### Brief 1
Please retype the passage on acne scars word for word, from "Acne scars can" to "or acne spots.".
### Brief 2
Extend the passage on acne scars, picking up right after its final sentence.

### Selected passage
As if acne on its own isn’t bad enough, it can leave scars on your skin after the acne itself has cleared up. Up to 67% of people who experience acne report having acne scars or skin discolouration. But let’s take a step back and review a bit about what acne scars are and how they develop.
A scar is a mark or uneven looking skin that remains on your skin after a wound heals. It forms when your body repairs and replaces damaged skin. Scar tissue is made up of collagen fibres – the same protein found in normal skin, but it builds up in a way that can change the appearance and function of this area of skin.
Acne scars can form when the healing process is altered by the inflammation and damage associated with acne. This can cause an imbalance of the proteins that break down and rebuild skin tissue, leading to scar formation.
Not everyone who has acne will get acne scars, and it’s not always clear who will end up developing acne scarring. Some factors that may increase the risk for acne scarring include a family history of acne scars, the type and severity of acne (scarring is more common in the more inflammatory nodular or cystic types of acne), how long inflammatory acne lasts, and picking or squeezing pimples or acne spots.

### Information supplied
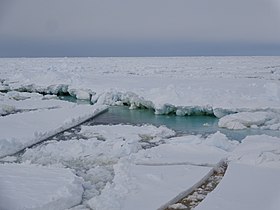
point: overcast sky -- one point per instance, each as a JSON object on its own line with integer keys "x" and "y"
{"x": 139, "y": 27}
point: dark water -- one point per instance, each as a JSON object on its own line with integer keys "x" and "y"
{"x": 203, "y": 125}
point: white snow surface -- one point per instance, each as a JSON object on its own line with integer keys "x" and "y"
{"x": 252, "y": 178}
{"x": 114, "y": 169}
{"x": 183, "y": 85}
{"x": 25, "y": 186}
{"x": 25, "y": 129}
{"x": 242, "y": 120}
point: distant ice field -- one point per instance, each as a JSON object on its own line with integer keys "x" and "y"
{"x": 115, "y": 161}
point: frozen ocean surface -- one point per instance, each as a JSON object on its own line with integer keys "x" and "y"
{"x": 106, "y": 165}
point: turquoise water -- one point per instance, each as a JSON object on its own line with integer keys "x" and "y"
{"x": 203, "y": 125}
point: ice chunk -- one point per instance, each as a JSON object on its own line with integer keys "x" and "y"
{"x": 35, "y": 187}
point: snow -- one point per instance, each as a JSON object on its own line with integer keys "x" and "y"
{"x": 26, "y": 186}
{"x": 120, "y": 166}
{"x": 35, "y": 126}
{"x": 159, "y": 174}
{"x": 242, "y": 120}
{"x": 252, "y": 178}
{"x": 148, "y": 183}
{"x": 245, "y": 187}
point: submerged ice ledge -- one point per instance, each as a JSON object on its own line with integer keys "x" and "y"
{"x": 240, "y": 117}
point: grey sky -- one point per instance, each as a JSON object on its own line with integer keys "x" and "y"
{"x": 139, "y": 27}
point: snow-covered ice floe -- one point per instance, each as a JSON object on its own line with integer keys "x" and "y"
{"x": 25, "y": 186}
{"x": 252, "y": 178}
{"x": 242, "y": 120}
{"x": 25, "y": 129}
{"x": 139, "y": 167}
{"x": 162, "y": 174}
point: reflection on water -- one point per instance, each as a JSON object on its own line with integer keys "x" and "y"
{"x": 203, "y": 125}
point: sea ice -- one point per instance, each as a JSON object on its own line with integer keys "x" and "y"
{"x": 25, "y": 186}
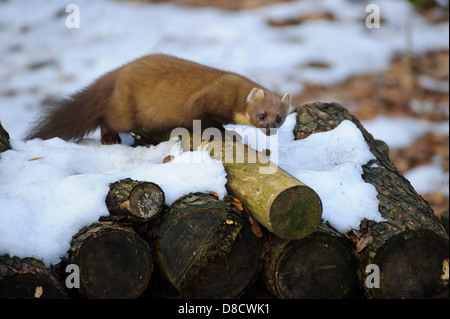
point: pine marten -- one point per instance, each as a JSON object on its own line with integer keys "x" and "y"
{"x": 159, "y": 92}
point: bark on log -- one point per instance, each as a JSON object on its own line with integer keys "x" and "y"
{"x": 321, "y": 265}
{"x": 4, "y": 140}
{"x": 411, "y": 247}
{"x": 28, "y": 278}
{"x": 206, "y": 249}
{"x": 130, "y": 199}
{"x": 278, "y": 201}
{"x": 114, "y": 262}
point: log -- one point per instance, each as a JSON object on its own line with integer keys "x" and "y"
{"x": 28, "y": 278}
{"x": 4, "y": 140}
{"x": 278, "y": 201}
{"x": 206, "y": 249}
{"x": 114, "y": 262}
{"x": 136, "y": 200}
{"x": 410, "y": 248}
{"x": 320, "y": 266}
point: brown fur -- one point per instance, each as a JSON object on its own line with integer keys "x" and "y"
{"x": 158, "y": 92}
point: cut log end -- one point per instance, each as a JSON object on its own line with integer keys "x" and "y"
{"x": 413, "y": 265}
{"x": 146, "y": 200}
{"x": 296, "y": 212}
{"x": 114, "y": 262}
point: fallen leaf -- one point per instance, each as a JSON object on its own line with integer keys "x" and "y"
{"x": 235, "y": 202}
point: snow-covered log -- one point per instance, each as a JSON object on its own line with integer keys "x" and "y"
{"x": 206, "y": 249}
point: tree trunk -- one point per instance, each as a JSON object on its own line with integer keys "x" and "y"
{"x": 320, "y": 266}
{"x": 130, "y": 199}
{"x": 28, "y": 278}
{"x": 4, "y": 140}
{"x": 113, "y": 261}
{"x": 281, "y": 203}
{"x": 206, "y": 248}
{"x": 410, "y": 248}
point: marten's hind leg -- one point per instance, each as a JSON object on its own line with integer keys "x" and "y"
{"x": 108, "y": 136}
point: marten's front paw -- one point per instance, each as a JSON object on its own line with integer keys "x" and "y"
{"x": 111, "y": 138}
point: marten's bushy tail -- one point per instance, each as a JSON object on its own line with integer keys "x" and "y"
{"x": 79, "y": 114}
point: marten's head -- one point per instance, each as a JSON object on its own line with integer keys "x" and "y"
{"x": 267, "y": 111}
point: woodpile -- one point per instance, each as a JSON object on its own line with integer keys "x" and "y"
{"x": 205, "y": 247}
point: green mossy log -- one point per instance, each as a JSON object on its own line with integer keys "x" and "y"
{"x": 28, "y": 278}
{"x": 129, "y": 199}
{"x": 206, "y": 249}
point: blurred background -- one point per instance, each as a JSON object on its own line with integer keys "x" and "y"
{"x": 388, "y": 64}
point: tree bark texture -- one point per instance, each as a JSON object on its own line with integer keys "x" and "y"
{"x": 280, "y": 202}
{"x": 4, "y": 140}
{"x": 320, "y": 266}
{"x": 411, "y": 246}
{"x": 28, "y": 278}
{"x": 113, "y": 261}
{"x": 206, "y": 248}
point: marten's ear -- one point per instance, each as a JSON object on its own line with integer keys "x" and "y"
{"x": 286, "y": 101}
{"x": 255, "y": 95}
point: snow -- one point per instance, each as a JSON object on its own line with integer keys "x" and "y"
{"x": 50, "y": 189}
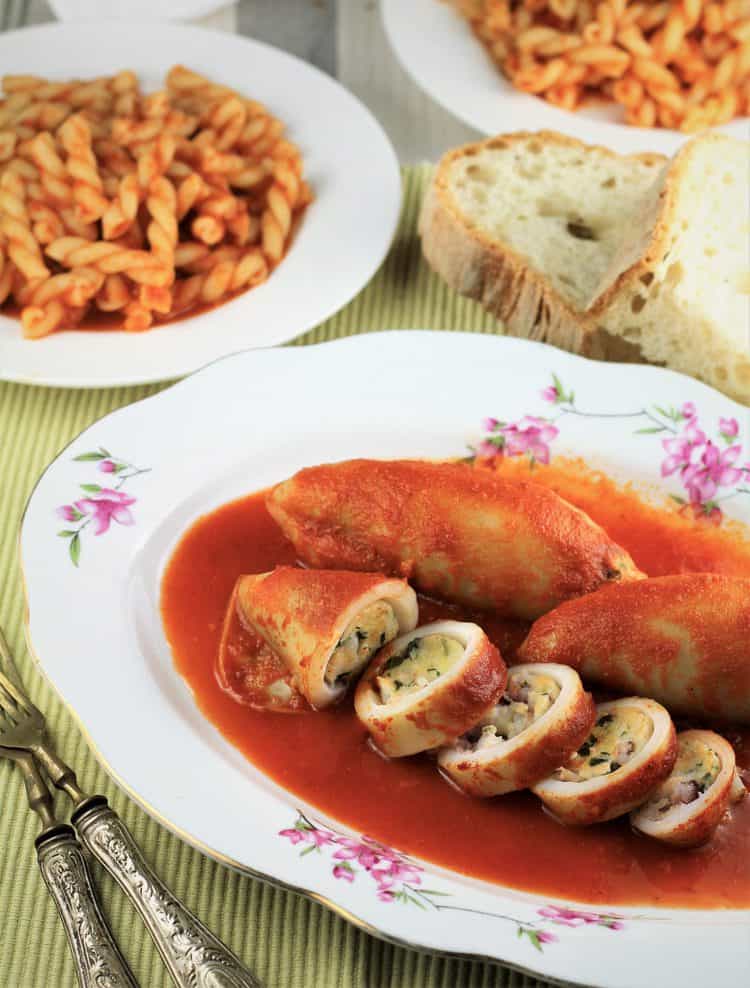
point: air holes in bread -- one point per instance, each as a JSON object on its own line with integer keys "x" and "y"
{"x": 580, "y": 230}
{"x": 675, "y": 273}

### Task response 1
Acne scars can form when the healing process is altered by the inflammation and damage associated with acne. This can cause an imbalance of the proteins that break down and rebuild skin tissue, leading to scar formation.
Not everyone who has acne will get acne scars, and it’s not always clear who will end up developing acne scarring. Some factors that may increase the risk for acne scarring include a family history of acne scars, the type and severity of acne (scarring is more common in the more inflammatory nodular or cystic types of acne), how long inflammatory acne lasts, and picking or squeezing pimples or acne spots.

### Task response 2
The best thing you can do to help minimise or avoid acne scarring is to seek effective treatment for your acne as early as possible, and of course, avoid popping, squeezing, and picking at your acne!
First, acne scars are divided into atrophic scars and hypertrophic scars. Put simply, scars can form as depressions or pits in your skin when there is too little collagen, or as raised scars when there is too much collagen. Redness may accompany either type of scar.
Atrophic or pitted scars are the most common type of acne scars. They are divided into three subtypes: boxcar scars, icepick scars, and rolling scars. These names might sound a bit weird, but they actually help describe what each type of scar looks like as well as their shape and depth. Hypertrophic or raised scars are firm lumps and bumps on the surface of your skin. These scars are called keloid scars when they grow beyond the edges of the original acne scars.
Acne can also leave marks on your skin that look like dark acne scars or red acne scars. This is technically not considered scarring and is called post-inflammatory pigmentation. This is just a fancy way of saying that after acne clears, it can leave spots or discoloured areas of skin. This discolouration can appear as darker brown spots (called hyperpigmentation), lighter white spots (called hypopigmentation), or even as reddish spots (erythema). The risk of discolouration is higher in people with darker skin. These marks usually improve over time but may take months to completely resolve.
If you have acne scars that are causing you concern, it’s important to talk to a healthcare professional (dermatologist or pharmacist) about acne scar treatment options. There’s no single best treatment for acne scars, because there are a number of different treatments that work in different ways, with some being more suitable for certain types of scars and certain types of skin.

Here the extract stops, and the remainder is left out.